_TASK TO CARRY OUT_
Bring together all lines of the material below that contain the string "cliff".

_DATA EXTRACT_
++++++
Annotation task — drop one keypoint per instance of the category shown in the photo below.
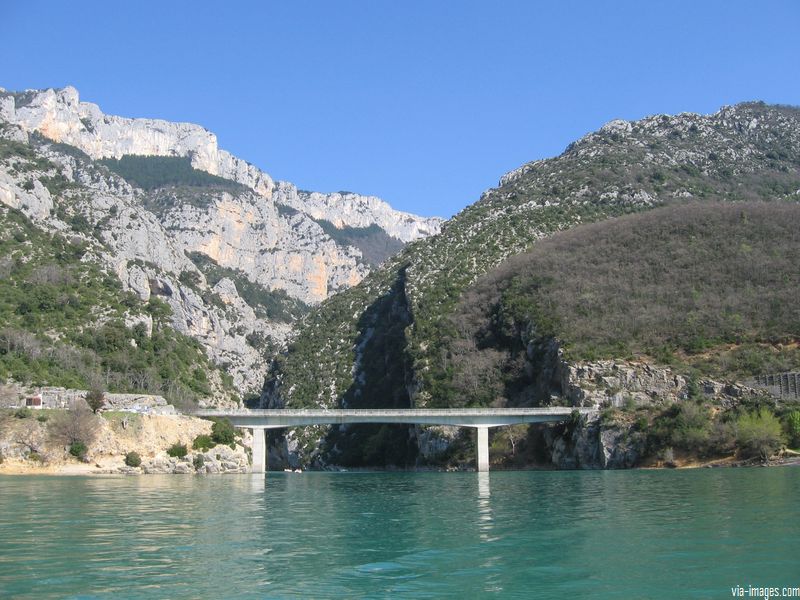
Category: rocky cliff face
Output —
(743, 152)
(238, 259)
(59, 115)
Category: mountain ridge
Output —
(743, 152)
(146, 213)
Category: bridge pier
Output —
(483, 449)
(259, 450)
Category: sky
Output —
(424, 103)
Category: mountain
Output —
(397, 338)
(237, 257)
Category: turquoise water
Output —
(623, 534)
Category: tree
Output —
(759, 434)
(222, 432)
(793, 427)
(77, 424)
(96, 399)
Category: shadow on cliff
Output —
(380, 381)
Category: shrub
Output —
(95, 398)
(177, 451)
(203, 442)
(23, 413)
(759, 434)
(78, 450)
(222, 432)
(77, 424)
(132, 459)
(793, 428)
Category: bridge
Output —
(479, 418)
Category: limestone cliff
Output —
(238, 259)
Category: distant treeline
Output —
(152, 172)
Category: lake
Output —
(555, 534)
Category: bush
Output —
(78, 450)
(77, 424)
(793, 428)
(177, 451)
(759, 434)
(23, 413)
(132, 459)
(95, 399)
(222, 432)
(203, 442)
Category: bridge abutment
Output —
++++++
_TASK RESPONSE_
Category: rocky cliff face
Category: shadow on cliff
Category: limestone cliff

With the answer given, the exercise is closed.